Prompt: Print the data exactly, leaving nothing out.

Available records:
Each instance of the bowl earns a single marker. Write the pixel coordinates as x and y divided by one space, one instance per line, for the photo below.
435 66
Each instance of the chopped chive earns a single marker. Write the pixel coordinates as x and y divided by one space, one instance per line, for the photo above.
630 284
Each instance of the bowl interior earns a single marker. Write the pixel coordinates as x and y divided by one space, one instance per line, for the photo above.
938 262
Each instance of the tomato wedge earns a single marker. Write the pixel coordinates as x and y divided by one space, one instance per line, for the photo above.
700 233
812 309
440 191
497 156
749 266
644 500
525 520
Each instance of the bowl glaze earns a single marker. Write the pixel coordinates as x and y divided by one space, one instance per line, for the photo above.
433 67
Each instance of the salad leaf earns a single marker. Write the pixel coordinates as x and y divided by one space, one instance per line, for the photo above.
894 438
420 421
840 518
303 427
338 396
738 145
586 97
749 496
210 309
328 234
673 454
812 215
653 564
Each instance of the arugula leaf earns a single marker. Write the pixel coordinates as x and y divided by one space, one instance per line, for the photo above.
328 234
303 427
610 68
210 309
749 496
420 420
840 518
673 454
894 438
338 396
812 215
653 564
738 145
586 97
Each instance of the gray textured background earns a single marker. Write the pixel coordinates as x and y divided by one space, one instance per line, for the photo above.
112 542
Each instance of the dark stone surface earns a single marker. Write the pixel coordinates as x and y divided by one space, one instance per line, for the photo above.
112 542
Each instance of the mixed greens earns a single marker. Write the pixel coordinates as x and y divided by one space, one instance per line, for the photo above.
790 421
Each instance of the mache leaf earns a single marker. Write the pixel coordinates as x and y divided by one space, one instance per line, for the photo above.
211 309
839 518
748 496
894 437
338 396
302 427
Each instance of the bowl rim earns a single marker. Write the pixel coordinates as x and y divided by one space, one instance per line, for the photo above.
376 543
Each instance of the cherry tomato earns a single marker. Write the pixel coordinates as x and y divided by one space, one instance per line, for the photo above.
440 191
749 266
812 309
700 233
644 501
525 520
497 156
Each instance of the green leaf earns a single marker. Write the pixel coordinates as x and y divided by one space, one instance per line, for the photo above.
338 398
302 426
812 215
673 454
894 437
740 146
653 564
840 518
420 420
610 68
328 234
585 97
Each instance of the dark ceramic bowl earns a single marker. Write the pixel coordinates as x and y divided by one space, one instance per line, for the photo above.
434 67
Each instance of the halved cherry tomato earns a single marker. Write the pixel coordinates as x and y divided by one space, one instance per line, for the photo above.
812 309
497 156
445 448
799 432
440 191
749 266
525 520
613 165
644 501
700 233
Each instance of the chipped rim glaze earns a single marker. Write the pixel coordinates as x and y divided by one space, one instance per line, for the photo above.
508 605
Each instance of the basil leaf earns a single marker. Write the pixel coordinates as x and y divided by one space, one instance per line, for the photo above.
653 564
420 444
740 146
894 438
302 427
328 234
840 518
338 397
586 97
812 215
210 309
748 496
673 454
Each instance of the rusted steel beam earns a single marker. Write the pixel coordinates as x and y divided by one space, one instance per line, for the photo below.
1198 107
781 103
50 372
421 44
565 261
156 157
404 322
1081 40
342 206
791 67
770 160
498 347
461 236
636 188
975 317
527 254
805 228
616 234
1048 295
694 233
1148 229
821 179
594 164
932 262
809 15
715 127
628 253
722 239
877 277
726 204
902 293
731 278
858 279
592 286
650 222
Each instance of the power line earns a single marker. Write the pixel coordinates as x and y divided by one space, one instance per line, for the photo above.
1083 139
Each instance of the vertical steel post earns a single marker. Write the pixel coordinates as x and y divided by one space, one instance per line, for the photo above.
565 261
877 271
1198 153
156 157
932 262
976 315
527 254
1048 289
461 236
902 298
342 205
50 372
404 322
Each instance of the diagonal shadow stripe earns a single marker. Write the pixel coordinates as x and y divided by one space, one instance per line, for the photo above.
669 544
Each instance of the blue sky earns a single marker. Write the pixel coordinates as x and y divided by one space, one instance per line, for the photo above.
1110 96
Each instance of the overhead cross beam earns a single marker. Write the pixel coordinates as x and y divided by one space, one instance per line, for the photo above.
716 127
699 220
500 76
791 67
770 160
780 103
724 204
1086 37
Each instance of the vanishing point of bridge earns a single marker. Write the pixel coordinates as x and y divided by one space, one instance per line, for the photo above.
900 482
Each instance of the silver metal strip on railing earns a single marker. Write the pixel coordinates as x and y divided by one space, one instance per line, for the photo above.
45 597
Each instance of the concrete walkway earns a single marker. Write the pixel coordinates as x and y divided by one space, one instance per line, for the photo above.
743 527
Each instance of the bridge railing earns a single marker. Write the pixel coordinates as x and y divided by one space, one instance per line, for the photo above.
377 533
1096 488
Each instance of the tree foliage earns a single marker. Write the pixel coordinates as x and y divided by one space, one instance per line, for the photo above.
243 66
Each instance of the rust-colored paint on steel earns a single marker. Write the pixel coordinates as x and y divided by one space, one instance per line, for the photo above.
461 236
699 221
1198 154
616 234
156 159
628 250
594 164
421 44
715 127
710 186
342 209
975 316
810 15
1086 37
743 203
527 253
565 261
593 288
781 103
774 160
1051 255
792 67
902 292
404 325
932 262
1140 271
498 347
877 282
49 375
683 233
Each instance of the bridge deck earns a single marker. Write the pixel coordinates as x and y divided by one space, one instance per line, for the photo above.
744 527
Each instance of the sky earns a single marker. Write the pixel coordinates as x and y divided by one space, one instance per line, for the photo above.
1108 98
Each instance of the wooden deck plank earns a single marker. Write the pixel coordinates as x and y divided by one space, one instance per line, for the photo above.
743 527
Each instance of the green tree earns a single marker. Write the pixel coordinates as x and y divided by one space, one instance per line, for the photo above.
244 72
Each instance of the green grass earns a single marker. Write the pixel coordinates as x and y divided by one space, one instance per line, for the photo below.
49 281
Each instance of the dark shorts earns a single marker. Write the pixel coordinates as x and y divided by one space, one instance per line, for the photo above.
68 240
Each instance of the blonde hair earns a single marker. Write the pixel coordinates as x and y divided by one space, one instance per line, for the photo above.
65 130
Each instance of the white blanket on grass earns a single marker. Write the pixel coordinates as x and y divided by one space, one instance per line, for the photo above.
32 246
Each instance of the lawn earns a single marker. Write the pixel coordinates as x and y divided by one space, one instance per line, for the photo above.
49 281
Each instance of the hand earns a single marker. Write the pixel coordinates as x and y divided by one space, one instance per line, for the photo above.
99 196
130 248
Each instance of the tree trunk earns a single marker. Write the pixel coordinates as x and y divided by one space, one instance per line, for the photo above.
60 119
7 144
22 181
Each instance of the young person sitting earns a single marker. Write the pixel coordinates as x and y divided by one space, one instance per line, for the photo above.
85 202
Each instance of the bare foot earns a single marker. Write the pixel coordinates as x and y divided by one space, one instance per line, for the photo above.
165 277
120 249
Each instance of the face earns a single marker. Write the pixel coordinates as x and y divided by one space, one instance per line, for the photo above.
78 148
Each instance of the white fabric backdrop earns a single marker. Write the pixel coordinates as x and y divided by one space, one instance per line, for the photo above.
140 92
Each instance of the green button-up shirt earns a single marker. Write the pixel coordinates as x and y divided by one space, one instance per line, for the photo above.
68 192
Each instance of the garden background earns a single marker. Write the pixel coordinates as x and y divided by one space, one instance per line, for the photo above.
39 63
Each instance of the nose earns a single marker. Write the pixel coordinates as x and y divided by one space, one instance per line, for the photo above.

Task answer:
Each instance of the bowl earns a single marker. Write the pixel coordinates as x and y divided by one space, one instance per line, for the photo below.
435 66
Each instance of the chopped chive earns a single marker. Write the pixel coordinates as x and y divided by one space, one instance per line, for the photo above.
630 284
Each instance of the bowl interior earns a single marker. Write the pixel coordinates as x and y divided by one space, one instance per line, for the photo above.
938 262
Each instance of the tomato wedge earns a single marker. Write the pixel coordinates as x and y divided by one space, one instance per line, for the photo above.
700 233
812 309
440 191
497 156
749 266
644 500
525 520
Each instance of the bowl glaze earns a single marker. Write the pixel coordinates as x and y divided by one space, one instance per line, for the photo above.
433 67
Each instance of the salad leaf earns a single marker. Write the pixel coordinates as x and y divided by one space, one instance per line, for the photo above.
894 438
420 421
840 518
303 427
338 396
738 145
586 97
749 496
210 309
328 234
673 454
812 215
653 564
Each instance of the arugula leaf earns a single marker. Write the pixel coordinates as x and y divided by one space, one instance per line, for the photo above.
328 234
303 427
610 68
210 309
749 496
420 420
840 518
673 454
894 438
338 396
812 215
653 564
738 145
586 97
Each instance of the gray textured background earns a single marker. Write the pixel coordinates as x and y divided by one space, one instance per line, for the photo above.
112 542
Each instance of the dark stone surface earns a single marker. Write the pixel coordinates as x and y divided by one space, one instance per line, for the photo above.
112 542
Each instance of the mixed greens earns a single marker. Write the pixel coordinates as x and y divided by one space, one instance per line, for the photo above.
790 421
Each instance of the mache leaf earns a single marker. Write the pixel coordinates as x and y divided by one space, one instance per line, for the photo above.
211 309
839 518
748 496
894 437
338 396
302 427
Each instance of the bowl rim earns a single marker. Write the pixel coordinates as x and y divided by one space, one instance per line, for the photo above.
376 543
Each instance of the cherry tomato earns a single marker. Write the pixel coordinates as x and y divided by one space, one instance per line, for the photo above.
440 191
749 266
812 309
700 233
644 501
525 520
497 156
Each instance of the green leaf earns a single marker. Write the pixel coordinates as x and y divided by one space, one instance per line, for the photo above.
338 398
302 426
812 215
673 454
894 437
740 146
653 564
840 518
420 420
610 68
328 234
585 97
Each instance of the dark ceramic bowl earns a single marker. Write the pixel coordinates as x and y divided by one space, one instance per line, for the photo above.
434 67
Each instance of the halved cherry tomato earns a single marker. Write the pixel coordinates as x and y divided by one space, one instance per line, for the photo above.
812 309
497 156
445 448
799 432
440 191
749 266
525 520
613 165
644 501
700 233
Each instance of the chipped rim glaze earns a single marker. Write the pixel coordinates as x and y divided by one space, one instance per line, for the photo above.
508 605
Each instance of the basil leaf earns a single marker. Write the pixel coordinates as x and y divided by one space, one instance per line, for the photo above.
653 564
420 444
740 146
894 438
302 427
328 234
840 518
338 397
586 97
812 215
210 309
748 496
673 454
Each instance of the rusted steel beam earns a single marker. Write the pixel coordinates as x and y divided by one space, one instance per line, for the photo below.
1198 107
781 103
50 372
421 44
565 261
156 157
404 322
1081 40
342 206
791 67
770 160
498 347
461 236
636 188
975 317
527 254
805 228
616 234
1048 295
694 233
1148 229
821 179
594 164
932 262
809 15
715 127
628 253
722 239
877 277
726 204
902 293
731 278
858 279
592 286
650 222
Each instance of the power line earns a single marker. Write the pixel coordinates as x and y divided by one space, one instance per line, for the photo above.
1083 139
Each instance of the vertical steel post earns a single marker. Write the pixel coordinates as x and y divided by one space, one instance per line, for the photo above.
565 261
877 271
1198 153
156 157
932 262
976 315
527 254
1048 289
461 236
902 298
342 205
50 372
404 322
Each instance of the diagonal shadow stripe earns a single marker. Write the pixel coordinates as x and y divided by one space, one instance per line, for the photo above.
669 544
Each instance of the blue sky earns a single marker. Write the pixel coordinates as x and y divided by one space, one instance per line, for the photo above.
1110 96
Each instance of the overhead cross beam earns a single marker. Write the pixel coordinates as x and y divided by one space, one instance per line, for the photo above.
716 127
699 220
500 76
791 67
770 160
780 103
724 204
1086 37
Each instance of the vanishing point of bridge earns a single marker. Write the pixel coordinates as x and y divided by one space, one instance per line, for the photo above.
900 482
Each instance of the silver metal strip on railing earns a single marker. Write the pixel coordinates as x and y divided by one space, one instance per line, for the photo above.
45 597
Each instance of the concrete walkway earns a single marker. Write the pixel coordinates as x and y divided by one space, one instance per line, for the photo above.
743 527
Each instance of the bridge railing earns a single marker. Write the pixel coordinates as x and y divided by one space, one instance per line, for the photo above.
377 533
1096 488
Each instance of the tree foliage earns a single marker. Write the pixel coordinates as x and y divided by one space, one instance per line, for the photo above.
243 66
Each instance of the rust-colored paint on steel earns a single marker. Write the pixel coordinates as x and y divided by one space, one instance per line, for the photo above.
461 236
699 221
1198 154
616 234
156 159
628 250
594 164
421 44
715 127
710 186
342 209
975 316
810 15
1086 37
743 203
527 253
565 261
593 288
781 103
774 160
1051 255
792 67
902 292
404 325
932 262
1140 271
498 347
877 282
49 375
683 233
Each instance of the bridge deck earns a single marker. Write the pixel coordinates as x and y divided by one space, one instance per line, for the photo above.
744 527
Each instance of the sky earns a single marker. Write the pixel coordinates as x and y divided by one space, one instance per line, for the photo above.
1108 98
Each instance of the wooden deck plank earns a single marker. Write the pixel coordinates as x and y divided by one space, one instance per line, for the photo above.
743 527
Each instance of the green tree earns a single marker. Write the pixel coordinates as x and y divided by one space, one instance per line, for the photo above.
244 72
Each instance of the green grass earns a single marker. Write the pixel coordinates as x and y divided by one space, one instance per line, for the photo below.
49 281
Each instance of the dark shorts earns a single marker. Write the pixel coordinates as x and y divided by one space, one instance per line, for the photo above.
68 240
Each instance of the blonde hair earns a single marker. Write the pixel coordinates as x and y divided by one space, one instance per line, for the photo above.
65 130
Each instance of the white blanket on grass earns a single marker. Write the pixel coordinates as x and y divided by one space, one instance per line, for the photo above.
32 246
Each instance of the lawn earns a single marker. Write the pixel coordinates as x and y divided by one space, one instance per line, for the photo above.
49 281
Each instance of the hand earns a single marker. Write the pixel coordinates as x and y divided by one space, one instance per line, for the photo above.
99 196
130 248
Each instance of the tree trunk earns a single marker. Write the pixel coordinates as x and y divided by one space, one instance per line, for the photo above.
60 119
7 144
22 181
Each instance of the young person sitting earns a single marker. Write the pixel coordinates as x and y divided by one space, one instance per line, for the photo above.
85 202
Each instance of the bare foot earns a single marker. Write the pixel coordinates as x and y divided by one space, one instance per line, for the photo above.
165 277
120 249
Each instance of the face earns a single marker. Write the pixel coordinates as x and y divided by one space, one instance per line, for the photo above.
78 148
Each instance of the white fabric backdrop earns a single marker. Write the pixel coordinates as x and y divided by one space, one instance per line, for the photo above.
140 92
Each instance of the green button-up shirt earns a single marker. Write the pixel coordinates as x and y divided by one space, one instance per line, for the photo above.
68 192
Each instance of the garden background earns a single marker. Write the pixel coordinates as x and y divided by one space, one instance per line, for the photo above.
39 63
Each instance of the nose earns a single marker. Write the pixel coordinates as x and y divided by one space, one instance per line, for the photo above.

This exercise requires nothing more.